[start Page]

NAND bad block checking when no memory based BBT is available

Knobloch, Thomas knobloch at siemens.com
Thu Apr 26 11:38:13 EDT 2007


Hello,

I'm using the MTD code as part of the u-boot Bootloader. I implemented
a NAND device that is not generating a bad block table at all. The
reason for that this decreases boot time of our device. So every
time the code checks for a bad block it actually reads the OOB data
from the device directly.

This is done in function nand_block_checkbad() in file
drivers/mtd/nand/nand_base.c:

static int nand_block_checkbad(struct mtd_info *mtd, loff_t ofs, int
getchip,
			       int allowbbt)
{
	struct nand_chip *chip = mtd->priv;

	if (!chip->bbt)
		return chip->block_bad(mtd, ofs, getchip);

	/* Return info from the table */
	return nand_isbad_bbt(mtd, ofs, allowbbt);
}



If no BBT is available (as in our implementation) the function will
call chip->bad_block() whose default implementation is
nand_block_bad() in nand_base.c:

static int nand_block_bad(struct mtd_info *mtd, loff_t ofs, int getchip)
{
	int page, chipnr, res = 0;
	struct nand_chip *chip = mtd->priv;
	u16 bad;

	if (getchip) {
		page = (int)(ofs >> chip->page_shift);
		chipnr = (int)(ofs >> chip->chip_shift);

		nand_get_device(chip, mtd, FL_READING);

		/* Select the NAND device */
		chip->select_chip(mtd, chipnr);
	} else
		page = (int)ofs;


	...

[end Page]
[start Data excerpts]

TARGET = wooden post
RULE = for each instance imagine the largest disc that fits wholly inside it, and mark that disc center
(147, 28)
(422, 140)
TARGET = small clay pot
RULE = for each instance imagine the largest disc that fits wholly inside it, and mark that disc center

[end Data excerpts]
[start Data excerpts]

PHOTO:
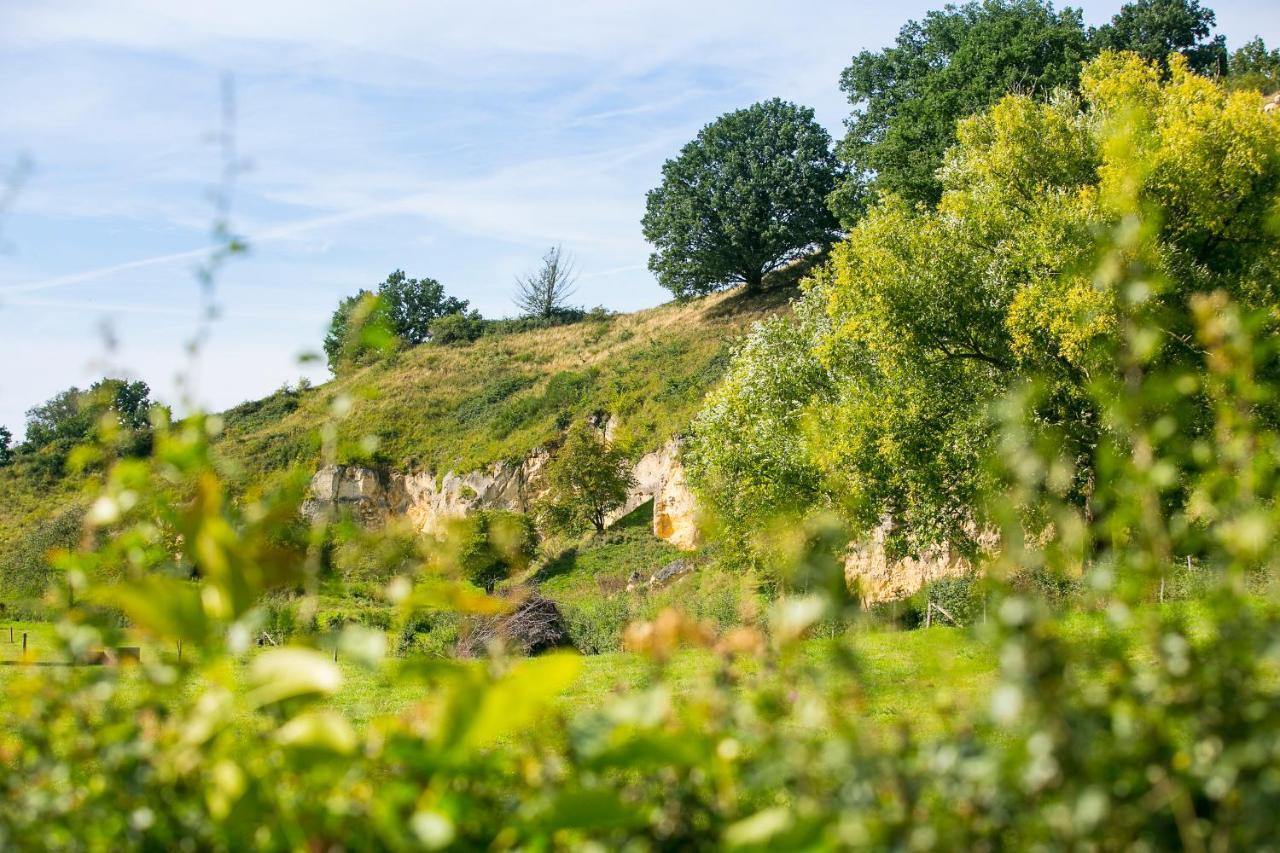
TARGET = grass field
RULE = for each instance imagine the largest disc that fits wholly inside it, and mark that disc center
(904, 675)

[end Data excerpts]

Work to be completed: Output the whole text about NAND bad block checking without a bad block table again, word for word.

Worked answer:
NAND bad block checking when no memory based BBT is available

Knobloch, Thomas knobloch at siemens.com
Thu Apr 26 11:38:13 EDT 2007


Hello,

I'm using the MTD code as part of the u-boot Bootloader. I implemented
a NAND device that is not generating a bad block table at all. The
reason for that this decreases boot time of our device. So every
time the code checks for a bad block it actually reads the OOB data
from the device directly.

This is done in function nand_block_checkbad() in file
drivers/mtd/nand/nand_base.c:

static int nand_block_checkbad(struct mtd_info *mtd, loff_t ofs, int
getchip,
			       int allowbbt)
{
	struct nand_chip *chip = mtd->priv;

	if (!chip->bbt)
		return chip->block_bad(mtd, ofs, getchip);

	/* Return info from the table */
	return nand_isbad_bbt(mtd, ofs, allowbbt);
}



If no BBT is available (as in our implementation) the function will
call chip->bad_block() whose default implementation is
nand_block_bad() in nand_base.c:

static int nand_block_bad(struct mtd_info *mtd, loff_t ofs, int getchip)
{
	int page, chipnr, res = 0;
	struct nand_chip *chip = mtd->priv;
	u16 bad;

	if (getchip) {
		page = (int)(ofs >> chip->page_shift);
		chipnr = (int)(ofs >> chip->chip_shift);

		nand_get_device(chip, mtd, FL_READING);

		/* Select the NAND device */
		chip->select_chip(mtd, chipnr);
	} else
		page = (int)ofs;


	...